Dataset content:
"""

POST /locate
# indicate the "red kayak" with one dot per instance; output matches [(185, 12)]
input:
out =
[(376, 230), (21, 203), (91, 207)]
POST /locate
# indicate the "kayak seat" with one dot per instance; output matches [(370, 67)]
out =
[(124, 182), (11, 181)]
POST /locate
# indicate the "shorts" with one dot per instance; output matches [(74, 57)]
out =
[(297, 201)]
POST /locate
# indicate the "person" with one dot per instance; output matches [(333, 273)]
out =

"""
"""

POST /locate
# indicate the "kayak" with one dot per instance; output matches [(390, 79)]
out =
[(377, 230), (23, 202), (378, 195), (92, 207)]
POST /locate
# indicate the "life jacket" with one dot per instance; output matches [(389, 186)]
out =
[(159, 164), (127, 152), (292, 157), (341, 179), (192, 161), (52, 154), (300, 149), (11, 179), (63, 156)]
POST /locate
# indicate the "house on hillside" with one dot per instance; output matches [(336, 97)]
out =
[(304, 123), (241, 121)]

"""
"""

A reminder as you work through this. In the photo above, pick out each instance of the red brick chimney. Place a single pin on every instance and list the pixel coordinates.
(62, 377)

"""

Exercise task: Locate each line in the listing above that contains the string "output" and copy those lines out.

Exercise solution:
# indicate the "red kayak" with one dot per instance; output matches [(185, 12)]
# indicate the "kayak seat" with one dot per instance; output matches [(370, 67)]
# indicate the "shorts" with one dot per instance; output matches [(74, 57)]
# indicate the "person" with one dot per instance; output matches [(333, 273)]
# indicate the "kayak" with one dot per instance; output matches [(390, 79)]
# indicate the "life jacket" with one dot per instance; output matches [(389, 186)]
# indicate the "house on hillside" with one dot per instance; output matches [(336, 97)]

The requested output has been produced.